+++ Data for processing

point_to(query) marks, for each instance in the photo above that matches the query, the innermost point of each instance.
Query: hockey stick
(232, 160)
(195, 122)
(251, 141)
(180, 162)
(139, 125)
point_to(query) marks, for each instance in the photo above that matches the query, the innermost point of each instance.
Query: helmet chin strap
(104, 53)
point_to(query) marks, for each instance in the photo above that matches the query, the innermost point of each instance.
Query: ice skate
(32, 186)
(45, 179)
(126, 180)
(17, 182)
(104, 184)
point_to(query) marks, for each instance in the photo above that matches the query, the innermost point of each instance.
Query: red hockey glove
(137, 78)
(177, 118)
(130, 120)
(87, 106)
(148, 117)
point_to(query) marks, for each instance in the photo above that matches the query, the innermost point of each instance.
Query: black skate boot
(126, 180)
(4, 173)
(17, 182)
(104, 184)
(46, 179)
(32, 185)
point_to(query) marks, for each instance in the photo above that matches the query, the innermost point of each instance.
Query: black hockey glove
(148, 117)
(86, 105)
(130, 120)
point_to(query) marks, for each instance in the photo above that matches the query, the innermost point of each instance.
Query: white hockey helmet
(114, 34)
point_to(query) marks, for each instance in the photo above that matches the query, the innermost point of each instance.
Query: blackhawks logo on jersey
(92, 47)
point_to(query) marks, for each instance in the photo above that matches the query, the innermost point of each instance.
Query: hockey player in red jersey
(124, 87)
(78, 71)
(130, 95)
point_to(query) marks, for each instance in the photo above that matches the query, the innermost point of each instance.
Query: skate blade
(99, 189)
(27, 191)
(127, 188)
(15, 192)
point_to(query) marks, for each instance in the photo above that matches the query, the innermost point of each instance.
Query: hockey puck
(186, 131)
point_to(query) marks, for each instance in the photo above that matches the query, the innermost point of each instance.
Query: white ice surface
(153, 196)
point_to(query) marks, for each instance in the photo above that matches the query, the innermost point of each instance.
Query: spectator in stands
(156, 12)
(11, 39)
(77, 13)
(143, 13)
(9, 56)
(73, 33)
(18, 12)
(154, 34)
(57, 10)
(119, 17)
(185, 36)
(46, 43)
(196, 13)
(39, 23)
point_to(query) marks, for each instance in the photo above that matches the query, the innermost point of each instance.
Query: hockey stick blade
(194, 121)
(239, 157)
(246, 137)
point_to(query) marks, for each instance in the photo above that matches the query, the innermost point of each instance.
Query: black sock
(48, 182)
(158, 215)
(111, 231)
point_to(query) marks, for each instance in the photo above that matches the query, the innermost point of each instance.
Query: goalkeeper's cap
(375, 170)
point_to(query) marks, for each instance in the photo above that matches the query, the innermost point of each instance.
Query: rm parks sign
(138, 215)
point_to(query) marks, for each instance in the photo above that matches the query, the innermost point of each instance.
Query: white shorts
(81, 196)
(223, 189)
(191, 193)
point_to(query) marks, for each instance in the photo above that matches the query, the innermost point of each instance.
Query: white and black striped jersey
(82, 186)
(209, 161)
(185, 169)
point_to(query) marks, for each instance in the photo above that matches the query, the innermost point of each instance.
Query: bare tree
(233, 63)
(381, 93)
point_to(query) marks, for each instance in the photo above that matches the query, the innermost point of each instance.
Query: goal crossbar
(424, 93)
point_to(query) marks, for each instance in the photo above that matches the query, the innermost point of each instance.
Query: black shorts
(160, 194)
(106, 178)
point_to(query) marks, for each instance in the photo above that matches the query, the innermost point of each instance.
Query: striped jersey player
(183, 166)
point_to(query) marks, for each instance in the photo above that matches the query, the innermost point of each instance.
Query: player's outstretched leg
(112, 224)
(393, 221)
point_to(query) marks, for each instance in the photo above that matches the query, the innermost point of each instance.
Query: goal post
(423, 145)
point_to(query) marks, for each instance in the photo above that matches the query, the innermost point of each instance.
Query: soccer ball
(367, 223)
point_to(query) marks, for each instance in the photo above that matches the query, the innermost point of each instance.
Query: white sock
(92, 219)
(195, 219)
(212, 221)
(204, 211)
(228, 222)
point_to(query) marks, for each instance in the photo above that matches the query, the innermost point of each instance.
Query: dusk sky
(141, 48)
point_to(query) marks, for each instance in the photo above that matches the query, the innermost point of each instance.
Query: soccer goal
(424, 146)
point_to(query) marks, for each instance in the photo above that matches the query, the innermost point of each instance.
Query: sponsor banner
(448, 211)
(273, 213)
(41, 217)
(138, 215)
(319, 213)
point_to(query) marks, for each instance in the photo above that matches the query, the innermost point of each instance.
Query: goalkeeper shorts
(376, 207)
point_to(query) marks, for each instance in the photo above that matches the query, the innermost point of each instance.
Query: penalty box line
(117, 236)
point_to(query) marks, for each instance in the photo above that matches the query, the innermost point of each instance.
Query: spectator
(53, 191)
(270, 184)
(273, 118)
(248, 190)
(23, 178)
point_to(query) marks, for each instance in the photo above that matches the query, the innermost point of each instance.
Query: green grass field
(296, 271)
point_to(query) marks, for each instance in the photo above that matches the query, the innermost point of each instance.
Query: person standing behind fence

++++++

Exercise - Print every line of the records exactly. Omit nothing.

Problem solution -
point_to(query) marks, for each instance in the photo above that matches the query, the innermost point of each instance.
Query: hockey stick
(232, 160)
(195, 122)
(251, 141)
(180, 162)
(139, 125)
point_to(query) marks, for each instance in the photo above that matches the query, the innermost point of each instance.
Query: helmet chin strap
(104, 53)
point_to(query) marks, for each instance in the photo above that matches the query, the innermost point of each instance.
Query: ice skate
(32, 186)
(45, 179)
(126, 180)
(17, 182)
(104, 184)
point_to(query) marks, for each instance in the photo above that matches the query, the innermost point of each instance.
Query: red hockey glove
(137, 78)
(177, 118)
(130, 120)
(87, 106)
(148, 117)
point_to(query) marks, for each instance in the photo above that matches the query, the innermost point of each instance.
Query: black skate boot
(126, 180)
(4, 173)
(17, 182)
(104, 184)
(46, 179)
(32, 185)
point_to(query) marks, for each instance in the photo above that matches the query, the innermost point of each instance.
Query: black hockey glove
(148, 117)
(86, 105)
(130, 120)
point_to(query) marks, for each instance in the photo above that matches the query, the innermost point of each instance.
Query: white hockey helmet
(114, 34)
point_to(query) marks, for each instance in the photo above that matches the query, the innermost point of each instance.
Query: blackhawks logo on jersey
(92, 47)
point_to(query) marks, for each instance in the photo above that matches the query, the innermost point of each instance.
Query: hockey player in red jersey
(124, 87)
(78, 71)
(130, 95)
point_to(query) marks, for each instance in the photo above that matches the query, the innermost point of each instance.
Query: skate blade
(99, 189)
(27, 191)
(127, 188)
(15, 192)
point_to(query) marks, for each instance in the photo above that matches the query, the innermost point of each instance.
Query: hockey puck
(186, 131)
point_to(query) marks, for each instance in the photo above that matches the query, the innermost point of each instance.
Query: white ice surface
(153, 196)
point_to(query) marks, for each instance in the photo above that matches the query, the innermost point of each instance.
Query: spectator in stands
(156, 12)
(11, 39)
(77, 13)
(143, 13)
(9, 56)
(73, 33)
(18, 12)
(154, 34)
(57, 10)
(119, 17)
(185, 36)
(46, 43)
(196, 13)
(39, 23)
point_to(query) marks, for each instance in the photo above that matches the query, the innermost point of each instance.
Query: hockey stick blade
(194, 121)
(239, 157)
(246, 137)
point_to(query) marks, for each instance in the photo above that matches the query, the innermost point of each instance.
Query: black sock
(48, 182)
(158, 215)
(111, 231)
point_to(query) marks, for each instance in the photo above that matches the query, the innermost point of each instance.
Query: goalkeeper's cap
(375, 170)
point_to(query) marks, for each instance in the photo above that matches the query, the innermost point of each instance.
Query: rm parks sign
(138, 215)
point_to(query) marks, for each instance in the photo above that matches the query, the innermost point of each instance.
Query: white shorts
(81, 196)
(223, 189)
(191, 193)
point_to(query) marks, for each instance in the photo above that matches the query, the innermost point of each instance.
Query: white and black striped jersey
(82, 186)
(209, 161)
(185, 169)
point_to(query) marks, for each instance in the photo above that matches the query, the innermost point of each instance.
Query: bare tree
(233, 63)
(381, 93)
point_to(query) marks, for each instance in the photo above that matches the query, the innermost point of each instance.
Query: goal crossbar
(424, 93)
point_to(query) marks, for each instance in the photo above that matches the query, the innermost point of each instance.
Query: black shorts
(160, 194)
(106, 178)
point_to(query) marks, for each instance in the photo above that matches the query, the innermost point of each instance.
Query: striped jersey player
(183, 166)
point_to(query) marks, for each instance in the photo above that matches the query, the innermost point of each instance.
Query: player's outstretched leg
(112, 224)
(393, 221)
point_to(query) marks, for each instance in the photo above that matches the query, the innermost point of each instance.
Query: goal post
(423, 145)
point_to(query) marks, for each instance in the photo above that matches the query, the innermost point of each instance.
Query: soccer ball
(367, 223)
point_to(query) marks, for each instance in the photo above that matches the query, the innermost point of each instance.
Query: white sock
(92, 219)
(195, 219)
(212, 221)
(204, 211)
(228, 222)
point_to(query) marks, for each instance in the photo above that matches the query, the innermost point of each instance.
Query: dusk sky
(141, 48)
point_to(query) marks, for each instance in the photo above that matches the query, the innermost point of each instance.
Query: soccer goal
(424, 146)
point_to(query) marks, for each instance in the photo above that matches the query, the innermost point of each instance.
Query: sponsor banner
(448, 211)
(273, 213)
(41, 217)
(138, 215)
(319, 213)
point_to(query) marks, for each instance in the photo above that matches the query, the innermost point of each instance.
Query: goalkeeper shorts
(376, 207)
point_to(query) marks, for each instance in the photo above that matches the query, the innermost point of each instance.
Query: penalty box line
(117, 236)
point_to(query) marks, for each instance in the photo above that matches the query, the innermost point of each instance.
Query: spectator
(53, 191)
(270, 184)
(273, 118)
(248, 190)
(23, 178)
point_to(query) marks, for each instance in the photo above that matches the query, the innermost point of each instance.
Query: green grass field
(296, 271)
point_to(query) marks, for each instance in the photo above that matches the query, the innermost point of each instance.
Query: person standing behind fence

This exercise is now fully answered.